Question au Gouvernement n° 698 :
fichiers informatisés

13e Législature

Question de : Mme Delphine Batho
Deux-Sèvres (2e circonscription) - Socialiste, radical, citoyen et divers gauche

Question posée en séance, et publiée le 16 octobre 2008

FICHIER EDVIGE

M. le président. La parole est à Mme Delphine Batho, pour le groupe socialiste, radical, citoyen et divers gauche.
Mme Delphine Batho. Madame la ministre de l'intérieur, de l'outre-mer et des collectivités territoriales, 61 % des Français considèrent l'existence de fichiers contenant des informations personnelles comme une atteinte à la vie privée. Concernant ces fichiers, plusieurs affaires récentes illustrent de graves dérives qui portent atteinte au respect des libertés dans notre pays. Nos services de renseignements accomplissent une mission indispensable pour la sécurité nationale mais la question de leur contrôle démocratique est désormais posée afin d'éviter toute dérive, toute suspicion ou toute manipulation.
À la suite de la mobilisation citoyenne contre le fichier Edvige, vous avez refusé le principe d'une loi pour encadrer les fichiers comme les pratiques des services de renseignements. Vous avez présenté un nouveau décret, " Edvige 2 ", qui ne tient pas compte de toutes les recommandations de la commission des lois de l'Assemblée nationale et maintient des dispositions contraires aux principes républicains puisqu'il autorise le fichage des origines ethniques ou raciales, celui des opinions politiques, philosophiques ou religieuses, celui de l'appartenance syndicale des personnes ou encore celui des mineurs à partir de treize ans, même lorsqu'ils n'ont commis aucun délit. C'est pourquoi votre décision continue de susciter des protestations, comme le montrent les rassemblements organisés demain à l'occasion de la Sainte-Edwige.
Madame la ministre, si vous pensez, comme nous, qu'il faut mettre fin à ces pratiques d'un autre âge, si vous pensez, comme nous, que nos policiers ont mieux à faire que d'enquêter sur la vie privée des responsables politiques ou de ficher les opinions et les origines de tout un chacun, si vous pensez, comme nous, que les agissements de certaines officines sont inacceptables, pourquoi ne retirez-vous pas les décrets sur le fichier Edvige et n'acceptez-vous pas un débat parlementaire débouchant sur l'adoption d'une loi ? (Exclamations sur les bancs du groupe UMP.)

****************************************

Tâches à réaliser =>
1. Dans le texte sur le fichier Edvige, restituez le passage qui s'ouvre sur les mots contenant « À la suite de » et se ferme sur « de la Sainte-Edwige. ».
2. Répondez aux questions suivantes d'après le texte sur le fichier Edvige.
(a) Quel pourcentage de Français considèrent l'existence de fichiers contenant des informations personnelles comme une atteinte à la vie privée ?
(b) À partir de quel âge le décret « Edvige 2 » autorise-t-il le fichage des mineurs ?
(c) À quelle occasion les rassemblements du lendemain sont-ils organisés ?

****************************************

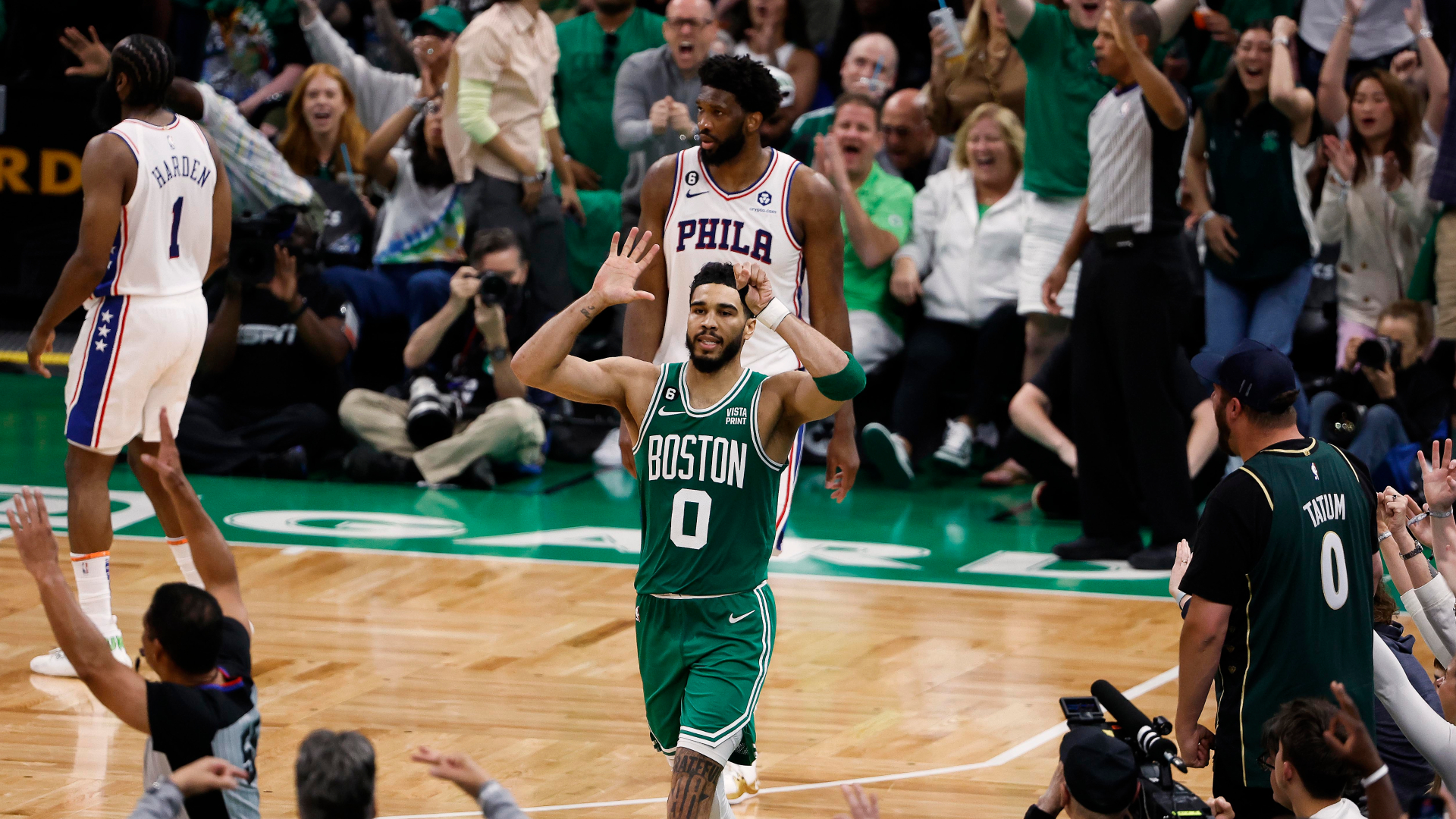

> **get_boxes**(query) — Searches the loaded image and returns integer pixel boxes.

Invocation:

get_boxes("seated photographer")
[1000,340,1223,520]
[339,228,546,488]
[1309,299,1451,471]
[1025,726,1235,819]
[177,206,358,478]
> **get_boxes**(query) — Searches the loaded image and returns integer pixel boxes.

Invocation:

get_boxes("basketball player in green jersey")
[1175,341,1376,819]
[511,228,864,819]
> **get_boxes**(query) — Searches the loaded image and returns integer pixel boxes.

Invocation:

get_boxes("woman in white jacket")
[864,102,1027,481]
[1315,68,1437,367]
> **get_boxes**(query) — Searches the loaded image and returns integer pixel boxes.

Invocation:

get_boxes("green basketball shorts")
[636,582,777,765]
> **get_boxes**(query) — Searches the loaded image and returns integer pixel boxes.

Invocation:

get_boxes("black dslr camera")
[1060,679,1213,819]
[228,204,301,287]
[1356,335,1401,370]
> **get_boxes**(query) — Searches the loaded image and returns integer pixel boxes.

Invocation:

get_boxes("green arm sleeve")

****************************************

Corrigé de l'exercice =>
1.
À la suite de la mobilisation citoyenne contre le fichier Edvige, vous avez refusé le principe d'une loi pour encadrer les fichiers comme les pratiques des services de renseignements. Vous avez présenté un nouveau décret, " Edvige 2 ", qui ne tient pas compte de toutes les recommandations de la commission des lois de l'Assemblée nationale et maintient des dispositions contraires aux principes républicains puisqu'il autorise le fichage des origines ethniques ou raciales, celui des opinions politiques, philosophiques ou religieuses, celui de l'appartenance syndicale des personnes ou encore celui des mineurs à partir de treize ans, même lorsqu'ils n'ont commis aucun délit. C'est pourquoi votre décision continue de susciter des protestations, comme le montrent les rassemblements organisés demain à l'occasion de la Sainte-Edwige.

2.
(a) 61 %.
(b) À partir de treize ans.
(c) À l'occasion de la Sainte-Edwige.